▸ Document section:
1. ## Linear approximation

Last one, guys...

"Given the function f(x,y)=x^2cos(xy)-5xy, estimate the value of f(3,97,0.025)."

My work:

fx(x,y) = 2x(cos(xy))-y(x^2sin(xy)+5)
fy(x,y) = -x(x^2sin(xy)+5)

So, f(x,y) + fx(x,y)(x-a) + fy(x,y)(y-b)

f(3.97,.025) + fx(3.97,.025)(3.97-3.95) + fy(x,y)(.025-.020)

And, after plugging into this equation, my final answer was 15.32.

Did I mess up anywhere? I'm pretty confident about the answer, since (3.97,.025) plugged into the original equation is 15.26, but I just want to make sure I'm not missing anything.

2. You confused me with having 3 coordinates in f(x,y).
I would use a=4 and b=0.

(Named-object pointing records)
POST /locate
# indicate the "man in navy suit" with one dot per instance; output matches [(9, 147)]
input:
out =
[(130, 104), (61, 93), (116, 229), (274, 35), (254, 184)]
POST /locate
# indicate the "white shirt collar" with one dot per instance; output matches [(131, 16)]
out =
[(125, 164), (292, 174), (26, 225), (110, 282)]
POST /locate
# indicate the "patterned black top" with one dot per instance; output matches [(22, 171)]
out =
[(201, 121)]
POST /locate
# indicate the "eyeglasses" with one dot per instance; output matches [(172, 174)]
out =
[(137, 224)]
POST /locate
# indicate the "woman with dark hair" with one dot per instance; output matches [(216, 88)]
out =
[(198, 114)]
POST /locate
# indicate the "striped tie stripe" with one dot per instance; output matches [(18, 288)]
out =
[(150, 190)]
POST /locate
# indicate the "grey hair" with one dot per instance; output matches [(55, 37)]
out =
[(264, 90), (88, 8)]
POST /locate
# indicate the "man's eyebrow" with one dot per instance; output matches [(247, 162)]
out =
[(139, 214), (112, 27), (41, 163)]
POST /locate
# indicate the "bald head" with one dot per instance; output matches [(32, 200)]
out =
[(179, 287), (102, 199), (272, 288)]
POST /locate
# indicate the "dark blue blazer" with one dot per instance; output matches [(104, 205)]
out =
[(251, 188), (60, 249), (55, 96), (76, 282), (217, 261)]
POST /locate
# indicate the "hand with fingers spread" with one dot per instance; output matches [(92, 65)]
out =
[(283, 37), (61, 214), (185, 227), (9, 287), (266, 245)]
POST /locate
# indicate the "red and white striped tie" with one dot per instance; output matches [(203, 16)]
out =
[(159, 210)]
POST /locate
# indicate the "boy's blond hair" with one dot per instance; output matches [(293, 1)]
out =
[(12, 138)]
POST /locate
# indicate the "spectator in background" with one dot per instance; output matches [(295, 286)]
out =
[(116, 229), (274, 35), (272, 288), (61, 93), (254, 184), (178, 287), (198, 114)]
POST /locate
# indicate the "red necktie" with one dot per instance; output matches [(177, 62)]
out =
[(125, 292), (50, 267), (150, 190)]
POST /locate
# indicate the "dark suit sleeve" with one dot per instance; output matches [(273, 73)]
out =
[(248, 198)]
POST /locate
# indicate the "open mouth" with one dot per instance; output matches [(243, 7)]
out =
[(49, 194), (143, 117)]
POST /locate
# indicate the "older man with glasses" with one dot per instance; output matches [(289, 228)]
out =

▸ The tasks:
#1 Change "indicate" to "mark" in the rows, from their start through the line containing "[(248, 198)]", and leave everything else unchanged.
#2 Continue the forum thread on linear approximation from where it stops.
The forum thread and the rows come from unrelated sources.

▸ Expected results:
#1
POST /locate
# mark the "man in navy suit" with one dot per instance; output matches [(9, 147)]
input:
out =
[(130, 104), (61, 93), (116, 229), (274, 35), (254, 184)]
POST /locate
# mark the "white shirt collar" with one dot per instance; output matches [(131, 16)]
out =
[(125, 164), (292, 174), (26, 225), (110, 282)]
POST /locate
# mark the "patterned black top" with one dot per instance; output matches [(22, 171)]
out =
[(201, 121)]
POST /locate
# mark the "eyeglasses" with one dot per instance; output matches [(172, 174)]
out =
[(137, 224)]
POST /locate
# mark the "woman with dark hair" with one dot per instance; output matches [(216, 88)]
out =
[(198, 114)]
POST /locate
# mark the "striped tie stripe" with one dot per instance; output matches [(18, 288)]
out =
[(150, 190)]
POST /locate
# mark the "grey hair" with one dot per instance; output matches [(55, 37)]
out =
[(264, 90), (88, 8)]
POST /locate
# mark the "man's eyebrow" with one dot per instance; output matches [(247, 162)]
out =
[(139, 214), (112, 27), (41, 163)]
POST /locate
# mark the "bald head" with one dot per instance; output matches [(32, 200)]
out =
[(179, 287), (102, 199), (272, 288)]
POST /locate
# mark the "dark blue blazer" with one dot per instance; output matches [(104, 205)]
out =
[(251, 188), (60, 249), (55, 96), (76, 282), (217, 261)]
POST /locate
# mark the "hand with fingers spread" with one dot per instance; output matches [(92, 65)]
out =
[(283, 37), (61, 214), (185, 227), (9, 287), (266, 245)]
POST /locate
# mark the "red and white striped tie" with one dot per instance; output matches [(203, 16)]
out =
[(159, 210)]
POST /locate
# mark the "boy's blond hair" with one dot per instance; output matches [(293, 1)]
out =
[(12, 138)]
POST /locate
# mark the "spectator in background" with one dot per instance; output matches [(295, 286)]
out =
[(116, 229), (274, 35), (272, 288), (61, 93), (254, 184), (178, 287), (198, 114)]
POST /locate
# mark the "red necktie" with one dot per instance; output matches [(177, 62)]
out =
[(125, 292), (50, 267), (150, 190)]
POST /locate
# mark the "dark suit sleeve" with one dot per instance; output matches [(273, 73)]
out =
[(248, 198)]

#2
you want $\displaystyle f(x,y)\approx f(a,b) + f_x(a,b)(x-a) + f_y(a,b)(y-b)$

3. Originally Posted by matheagle
You confused me with having 3 coordinates in f(x,y).
I would use a=4 and b=0.

you want $\displaystyle f(x,y)\approx f(a,b) + f_x(x,y)(x-a) + f_y(x,y)(y-b)$
Or may be:

$\displaystyle f(x,y)\approx f(a,b) + f_x(a,b)(x-a) + f_y(a,b)(y-b)$

(the whole point is to evaluate the function and its partials at easy values)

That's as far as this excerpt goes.